# Bilirubin-microbiota interaction: molecular mechanisms and therapeutic strategies in neonatal jaundice

**Authors:** Wenlong Yan, Ning Du, Kun Zhang, Pingping Yang, Jing Guo, Lingfen Xu

PMC · DOI: 10.3389/fmicb.2025.1749152 · 2026-01-13

## TL;DR

This paper explores how bilirubin and gut bacteria interact, influencing bilirubin metabolism and offering potential new treatments for neonatal jaundice.

## Contribution

The paper provides a synthesis of recent findings on the bidirectional interaction between bilirubin and the gut microbiota in neonatal jaundice.

## Key findings

- Bilirubin exerts selective pressure on gut microbial communities based on its concentration.
- The gut microbiota influences bilirubin metabolism through pH changes and enzyme production.
- Modulating the microbiota may help manage bilirubin levels and reduce toxicity in neonates.

=-=-=

- _EXPLORE THE MATERIAL_
• A. In the neonatal jaundice summary, rewrite the paragraph beginning "This paper explores how bilirubin" as a short list that keeps its main facts.
• B. Answer these from the neonatal jaundice summary:
(i) Which author is named first?
(ii) On what basis does bilirubin exert selective pressure on gut microbial communities?
(iii) Through what two means does the gut microbiota influence bilirubin metabolism?
• C. Carry the neonatal jaundice summary forward from its last sentence.
The material after this point comes from a separate source.

- _GIVEN RECORDS_
=-=-=

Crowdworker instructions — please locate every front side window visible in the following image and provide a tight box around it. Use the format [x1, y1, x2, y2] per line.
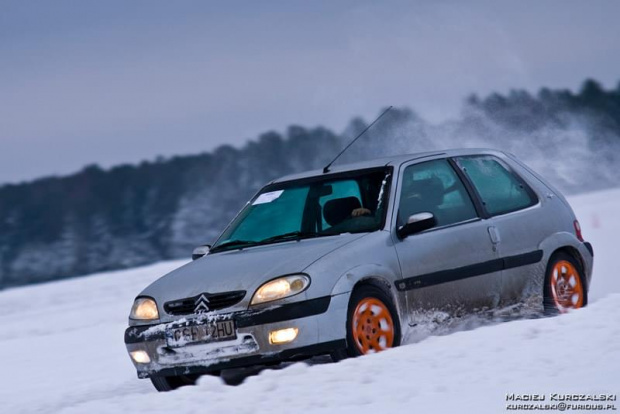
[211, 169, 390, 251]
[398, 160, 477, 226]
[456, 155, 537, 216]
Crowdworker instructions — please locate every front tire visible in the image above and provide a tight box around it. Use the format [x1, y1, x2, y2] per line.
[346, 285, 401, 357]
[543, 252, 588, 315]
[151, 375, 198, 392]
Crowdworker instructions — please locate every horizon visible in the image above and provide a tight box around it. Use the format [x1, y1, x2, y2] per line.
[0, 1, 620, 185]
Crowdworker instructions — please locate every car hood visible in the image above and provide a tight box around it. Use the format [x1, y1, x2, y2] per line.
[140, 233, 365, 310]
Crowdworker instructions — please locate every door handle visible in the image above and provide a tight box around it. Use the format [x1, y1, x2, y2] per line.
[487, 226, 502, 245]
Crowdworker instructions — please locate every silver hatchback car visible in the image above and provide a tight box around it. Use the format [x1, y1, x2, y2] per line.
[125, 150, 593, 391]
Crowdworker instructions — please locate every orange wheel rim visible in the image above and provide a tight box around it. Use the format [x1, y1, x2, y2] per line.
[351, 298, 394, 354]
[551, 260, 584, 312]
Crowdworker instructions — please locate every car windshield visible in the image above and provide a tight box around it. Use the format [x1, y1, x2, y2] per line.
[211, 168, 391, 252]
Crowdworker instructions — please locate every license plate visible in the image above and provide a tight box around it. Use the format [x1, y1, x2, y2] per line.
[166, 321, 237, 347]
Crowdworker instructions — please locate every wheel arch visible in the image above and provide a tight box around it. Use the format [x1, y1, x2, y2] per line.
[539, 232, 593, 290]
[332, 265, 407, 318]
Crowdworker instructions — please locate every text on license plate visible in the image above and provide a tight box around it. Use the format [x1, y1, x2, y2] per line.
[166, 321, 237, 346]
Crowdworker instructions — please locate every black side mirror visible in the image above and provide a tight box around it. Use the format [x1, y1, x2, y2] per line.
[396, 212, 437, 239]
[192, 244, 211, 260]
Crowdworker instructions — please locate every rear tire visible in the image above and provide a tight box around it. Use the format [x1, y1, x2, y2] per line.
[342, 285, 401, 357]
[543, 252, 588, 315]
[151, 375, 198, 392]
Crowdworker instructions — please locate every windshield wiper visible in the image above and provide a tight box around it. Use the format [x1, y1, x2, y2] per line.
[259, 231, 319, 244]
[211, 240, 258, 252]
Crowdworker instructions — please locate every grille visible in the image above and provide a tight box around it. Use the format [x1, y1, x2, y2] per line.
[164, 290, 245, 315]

=-=-=

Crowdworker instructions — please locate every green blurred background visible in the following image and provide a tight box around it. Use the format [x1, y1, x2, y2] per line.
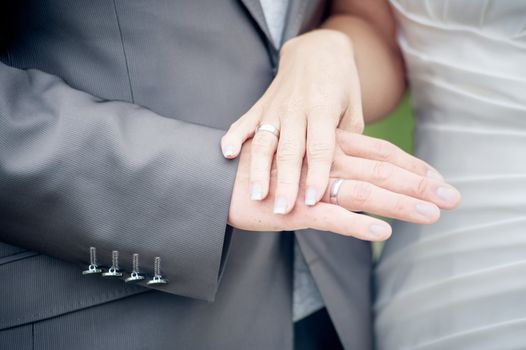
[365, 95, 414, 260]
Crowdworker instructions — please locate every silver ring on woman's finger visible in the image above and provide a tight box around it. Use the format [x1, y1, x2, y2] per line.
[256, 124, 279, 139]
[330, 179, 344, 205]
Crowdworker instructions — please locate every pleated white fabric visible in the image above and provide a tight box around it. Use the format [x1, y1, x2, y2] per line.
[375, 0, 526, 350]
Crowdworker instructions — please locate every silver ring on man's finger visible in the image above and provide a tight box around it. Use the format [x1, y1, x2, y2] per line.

=-=-=

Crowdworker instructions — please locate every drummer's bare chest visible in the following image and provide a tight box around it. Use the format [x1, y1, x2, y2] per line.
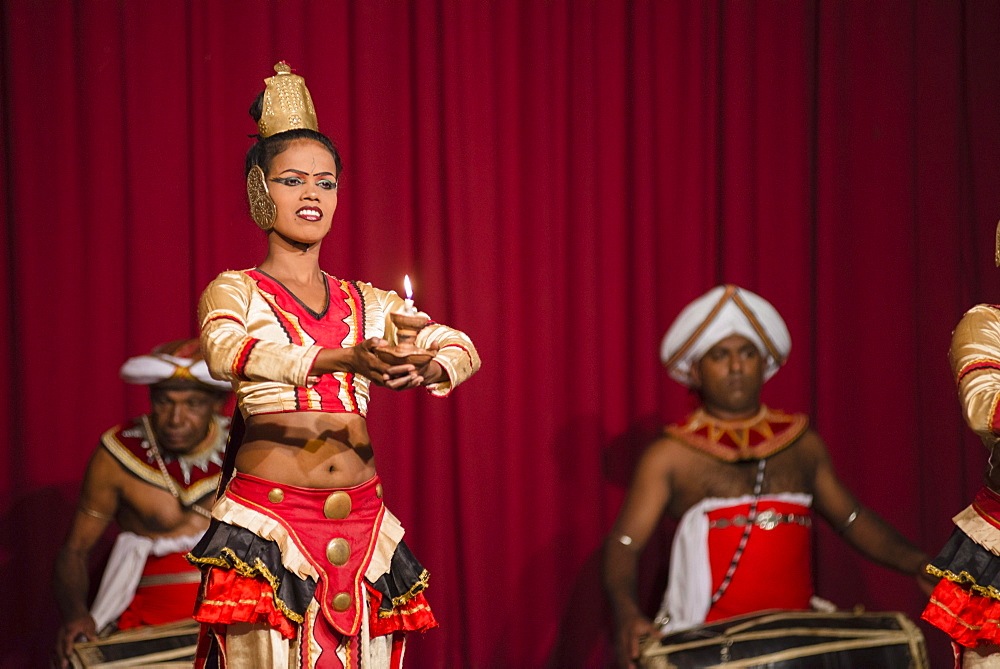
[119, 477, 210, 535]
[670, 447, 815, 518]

=-=-=

- _ANSWERS TO THE EXERCISES_
• A.
- Bilirubin and gut bacteria interact.
- This interaction influences bilirubin metabolism.
- It offers potential new treatments for neonatal jaundice.

• B.
(i) Wenlong Yan
(ii) Its concentration
(iii) pH changes and enzyme production

• C.
## Abstract

Recent studies have revealed a complex interplay between bilirubin metabolism and the gut microbiota. Bilirubin functions as a potent antioxidant and signaling molecule in humans, and its concentration-dependent effects on distinct microbial taxa indicate that the compound exerts selective pressure on the gut ecosystem. The gut microbiota modulates bilirubin metabolism by altering intestinal pH, producing and activating Bilirubin metabolic enzyme, and bile acids. Because perturbations in bilirubin handling are especially common—and potentially neurotoxic—in neonates, a concise synthesis of recent progress is warranted. Here we review how microbial communities reshape bilirubin flux, how bilirubin and its conjugates, in turn, sculpt microbial ecology, and how the dynamic equilibrium between conjugated and unconjugated bilirubin in hyperbilirubinaemia is influenced by the microbiome. Regulating gut microbiota to accelerate bilirubin clearance or attenuate its toxicity may therefore offer a tractable therapeutic avenue.

## Linked entities

- **Chemicals:** bilirubin (PubChem CID 5280352)

## Full-text entities

- **Diseases:** toxicity (MESH:D064420), neurotoxic (MESH:D020258), neonatal jaundice (MESH:D007567)
- **Chemicals:** bile acids (MESH:D001647), Bilirubin (MESH:D001663)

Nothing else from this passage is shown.